= What the task asks =
Format the part of the material that opens with the line containing "Could you please outline every instance of the **blue" and closes with the line containing "[[[275,1],[0,0],[0,67],[275,69]]]" as a JSON list of strings, one string per line and blank lines omitted. Include both of those lines and nothing outside that span.

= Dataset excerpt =
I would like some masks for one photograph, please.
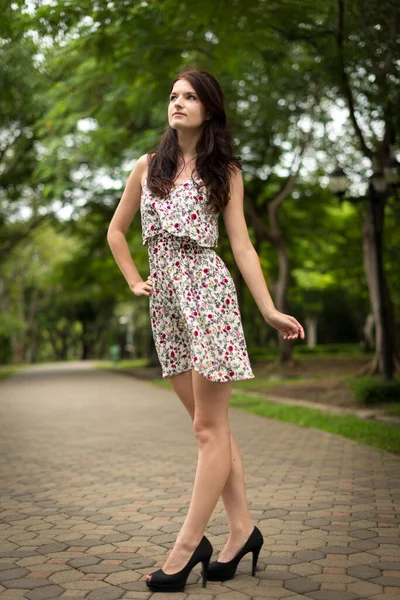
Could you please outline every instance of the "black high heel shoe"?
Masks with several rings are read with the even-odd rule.
[[[164,573],[162,569],[158,569],[158,571],[154,571],[154,573],[149,573],[147,577],[150,577],[150,579],[146,580],[147,587],[153,590],[153,592],[183,592],[185,589],[186,580],[189,577],[191,570],[199,562],[201,562],[203,565],[203,587],[206,587],[208,565],[210,563],[212,553],[213,547],[210,541],[204,535],[196,550],[190,557],[188,563],[181,571],[172,573],[172,575],[167,575],[167,573]]]
[[[248,552],[253,553],[253,564],[251,574],[254,577],[254,575],[256,574],[258,555],[260,554],[260,550],[263,544],[264,538],[262,536],[261,531],[258,529],[258,527],[254,527],[247,542],[239,550],[239,552],[237,552],[236,556],[234,556],[232,560],[226,563],[220,563],[217,560],[214,560],[212,563],[209,564],[207,579],[209,581],[226,581],[227,579],[233,579],[239,562],[241,561],[243,556]]]

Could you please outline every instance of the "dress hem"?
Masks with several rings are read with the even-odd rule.
[[[191,369],[194,369],[195,371],[197,371],[197,373],[200,373],[200,375],[202,375],[203,377],[205,377],[205,379],[208,379],[208,381],[213,381],[215,383],[229,383],[229,381],[244,381],[246,379],[255,379],[255,375],[253,372],[248,373],[248,375],[246,375],[245,377],[237,377],[237,376],[233,376],[233,377],[228,377],[228,379],[211,379],[210,377],[207,377],[207,375],[205,375],[205,371],[201,371],[200,369],[196,368],[195,365],[191,365],[190,367],[187,367],[185,369],[182,369],[181,371],[177,371],[176,373],[171,373],[169,375],[162,375],[163,379],[167,379],[168,377],[174,377],[175,375],[180,375],[181,373],[185,373],[185,371],[190,371]]]

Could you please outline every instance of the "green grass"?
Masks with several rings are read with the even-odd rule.
[[[167,380],[153,379],[151,382],[172,389]],[[322,429],[360,444],[400,455],[400,428],[396,425],[368,421],[351,415],[332,415],[316,408],[304,408],[295,404],[275,404],[264,398],[246,396],[235,391],[232,392],[230,406],[268,419],[286,421],[300,427]]]
[[[95,369],[130,369],[137,367],[147,367],[148,366],[147,358],[134,358],[130,360],[120,360],[117,363],[110,361],[98,363],[95,365]]]
[[[400,417],[400,403],[384,404],[382,408],[384,409],[387,415],[392,415],[393,417]]]
[[[332,415],[294,404],[274,404],[263,398],[240,393],[232,394],[230,406],[301,427],[322,429],[361,444],[400,454],[400,428],[396,425],[368,421],[351,415]]]

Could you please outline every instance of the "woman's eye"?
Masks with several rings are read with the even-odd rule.
[[[176,98],[176,96],[171,96],[170,101],[172,102],[172,100],[174,100],[174,98]],[[188,98],[194,98],[194,99],[196,99],[196,97],[193,96],[193,94],[188,94]]]

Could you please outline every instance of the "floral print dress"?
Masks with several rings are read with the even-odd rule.
[[[234,281],[221,257],[218,215],[195,178],[155,197],[146,182],[140,213],[153,293],[151,327],[163,377],[195,369],[210,381],[252,379]]]

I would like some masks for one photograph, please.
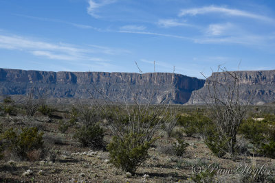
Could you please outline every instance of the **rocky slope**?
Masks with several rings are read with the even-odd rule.
[[[33,90],[47,98],[100,98],[96,90],[112,100],[159,102],[165,93],[174,103],[186,103],[205,80],[180,74],[153,73],[47,72],[0,69],[0,95],[26,95]]]
[[[240,99],[242,103],[250,101],[252,104],[263,104],[275,101],[275,70],[235,71],[234,73],[239,78]],[[230,73],[234,73],[230,72]],[[217,88],[225,95],[225,89],[221,85],[230,86],[232,78],[231,77],[231,81],[228,81],[225,79],[223,73],[213,73],[207,78],[203,88],[192,92],[186,104],[205,103],[204,100],[209,96],[208,86],[209,88],[212,88],[213,80],[221,84]]]

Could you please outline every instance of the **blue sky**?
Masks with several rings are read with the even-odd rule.
[[[275,1],[0,0],[0,67],[275,69]]]

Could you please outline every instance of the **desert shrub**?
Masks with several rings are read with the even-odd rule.
[[[3,132],[3,124],[0,123],[0,160],[3,156],[3,154],[2,154],[2,152],[3,151],[3,142],[2,132]]]
[[[184,137],[184,130],[182,128],[175,129],[172,131],[171,136],[175,138],[182,138]]]
[[[98,106],[80,106],[77,110],[74,111],[78,115],[80,121],[85,125],[94,125],[100,120],[100,114]]]
[[[240,75],[237,72],[228,71],[226,68],[219,66],[217,73],[208,77],[205,84],[208,93],[206,97],[200,97],[209,107],[209,117],[217,132],[215,134],[217,137],[210,139],[216,143],[212,143],[210,141],[208,144],[224,147],[223,150],[235,158],[237,154],[236,136],[245,117],[250,99],[245,101],[241,99]]]
[[[275,141],[271,141],[269,143],[262,143],[258,152],[271,158],[275,158]]]
[[[54,111],[54,109],[48,105],[43,103],[38,108],[38,111],[41,112],[45,116],[48,116],[49,117],[51,117],[52,115],[52,112]]]
[[[216,156],[221,158],[227,152],[228,141],[229,139],[226,137],[220,138],[217,132],[212,131],[207,136],[204,143]]]
[[[45,144],[50,145],[64,145],[65,144],[63,136],[61,134],[45,134],[43,135],[43,141]]]
[[[191,136],[196,134],[197,130],[195,127],[196,119],[191,115],[181,115],[178,119],[179,125],[184,127],[184,132],[188,136]]]
[[[177,142],[173,143],[173,147],[176,156],[182,156],[184,155],[186,147],[189,145],[188,143],[186,143],[184,140],[177,139]]]
[[[204,112],[197,111],[188,115],[182,115],[179,123],[184,127],[184,132],[188,136],[197,134],[205,139],[210,132],[214,124]]]
[[[191,176],[191,180],[196,183],[214,182],[213,180],[214,173],[215,171],[207,169]]]
[[[176,115],[174,112],[170,112],[167,114],[167,120],[165,121],[164,130],[166,132],[168,137],[170,137],[173,134],[173,129],[177,124],[177,120],[179,115]]]
[[[250,183],[250,182],[274,182],[275,179],[272,175],[267,175],[265,173],[248,174],[243,173],[239,182]]]
[[[43,147],[43,132],[38,132],[37,128],[23,128],[21,132],[10,128],[3,133],[5,145],[12,151],[20,157],[27,158],[32,151],[41,149]]]
[[[60,119],[58,120],[58,130],[61,133],[65,133],[69,129],[69,127],[71,126],[71,124],[69,121],[66,121],[65,120]]]
[[[251,118],[243,121],[239,130],[239,132],[243,134],[256,147],[260,147],[262,142],[267,138],[265,134],[267,134],[268,131],[268,123]]]
[[[113,136],[108,145],[111,162],[126,172],[134,173],[148,158],[153,141],[142,142],[144,134],[131,133],[123,137]]]
[[[72,109],[72,112],[69,115],[69,123],[72,126],[74,125],[78,121],[78,112],[76,108],[73,107]]]
[[[25,98],[23,106],[26,111],[28,117],[32,117],[36,112],[41,101],[34,99],[34,91],[29,92],[28,96]]]
[[[102,149],[105,147],[104,134],[104,130],[98,124],[83,125],[78,130],[74,137],[84,147]]]
[[[11,103],[13,102],[12,98],[10,97],[6,97],[3,99],[3,102],[6,104],[7,103]]]
[[[0,108],[4,114],[8,114],[12,116],[16,115],[14,101],[10,97],[6,97],[3,99],[3,105],[0,106]]]
[[[262,121],[248,119],[243,121],[239,133],[254,145],[254,150],[260,154],[275,158],[275,129],[272,115],[266,115]]]

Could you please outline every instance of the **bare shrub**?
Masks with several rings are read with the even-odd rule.
[[[129,83],[126,92],[117,99],[110,99],[104,88],[96,87],[94,87],[95,90],[102,96],[101,103],[98,101],[98,99],[93,98],[101,109],[103,117],[107,121],[107,127],[113,135],[107,146],[111,162],[116,167],[131,173],[134,173],[148,158],[148,149],[160,136],[158,130],[165,123],[171,123],[168,127],[170,133],[177,121],[168,111],[170,90],[159,93],[155,102],[155,88],[146,90],[146,94],[133,93],[132,87],[136,89],[140,86],[138,84],[142,83],[142,75],[136,80],[135,86]],[[131,93],[130,99],[124,95],[126,93]]]
[[[39,99],[34,99],[34,93],[33,90],[30,90],[24,101],[23,106],[28,117],[33,117],[41,104]]]
[[[208,96],[201,98],[209,106],[210,118],[215,125],[217,136],[207,139],[211,149],[236,154],[236,135],[248,110],[250,100],[240,100],[239,76],[219,66],[218,73],[207,78]],[[224,154],[224,153],[223,153]]]

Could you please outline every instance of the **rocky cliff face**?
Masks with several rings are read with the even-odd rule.
[[[26,95],[30,90],[47,98],[100,98],[96,88],[111,99],[146,100],[153,103],[168,93],[174,103],[186,103],[205,80],[180,74],[154,73],[47,72],[0,69],[0,95]]]
[[[249,100],[252,104],[263,104],[275,101],[275,70],[234,73],[239,78],[240,98],[243,103]],[[225,86],[228,83],[221,73],[213,73],[207,78],[203,88],[192,92],[187,104],[205,103],[204,99],[209,96],[208,86],[212,88],[212,80]],[[221,86],[218,86],[217,88],[225,93]]]

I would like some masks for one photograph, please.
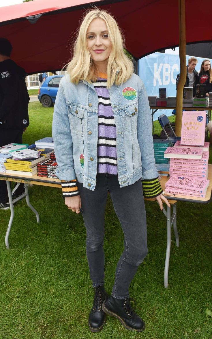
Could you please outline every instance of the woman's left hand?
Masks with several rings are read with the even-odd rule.
[[[163,195],[162,193],[160,194],[160,195],[158,195],[157,197],[156,197],[155,198],[152,198],[153,200],[155,200],[156,201],[157,201],[158,203],[158,204],[160,206],[160,208],[161,210],[163,211],[163,203],[165,202],[167,206],[169,207],[170,207],[170,204],[168,200],[166,198],[165,198],[164,196]]]

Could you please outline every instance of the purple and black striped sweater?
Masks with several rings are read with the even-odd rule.
[[[102,73],[93,83],[99,98],[97,172],[117,175],[116,128],[107,84],[107,75]]]

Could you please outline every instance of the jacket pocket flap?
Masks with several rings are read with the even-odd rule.
[[[133,105],[131,105],[128,107],[125,107],[124,111],[127,115],[130,116],[135,115],[138,112],[138,104],[134,104]]]
[[[77,117],[77,118],[79,118],[80,119],[83,118],[84,113],[85,111],[85,108],[82,108],[81,107],[79,107],[79,106],[76,106],[74,105],[72,105],[69,103],[68,102],[67,103],[67,104],[70,107],[70,113],[72,114],[73,114],[73,115],[75,115],[75,116]]]

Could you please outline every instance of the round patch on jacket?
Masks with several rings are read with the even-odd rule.
[[[79,156],[79,162],[82,168],[84,167],[84,156],[83,154],[80,154]]]
[[[122,90],[122,95],[126,100],[135,100],[137,97],[135,89],[132,87],[125,87]]]

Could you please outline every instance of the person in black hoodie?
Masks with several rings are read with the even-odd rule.
[[[12,48],[7,39],[0,38],[0,146],[22,143],[22,135],[29,124],[26,74],[10,59]],[[13,198],[23,192],[23,184]],[[6,181],[0,180],[0,209],[9,207]]]
[[[205,59],[201,65],[200,70],[196,75],[196,84],[206,85],[206,97],[209,96],[209,92],[212,92],[212,70],[209,60]]]

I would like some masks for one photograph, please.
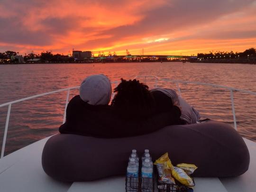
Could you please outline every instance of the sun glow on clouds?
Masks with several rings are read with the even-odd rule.
[[[3,0],[0,52],[241,51],[256,45],[255,12],[255,0]]]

= Solution to the problem =
[
  "Could you please outline every instance of the **blue sky**?",
  "Masks with several rings are read with the even-odd rule.",
  "[[[275,1],[0,0],[0,67],[275,69]]]"
]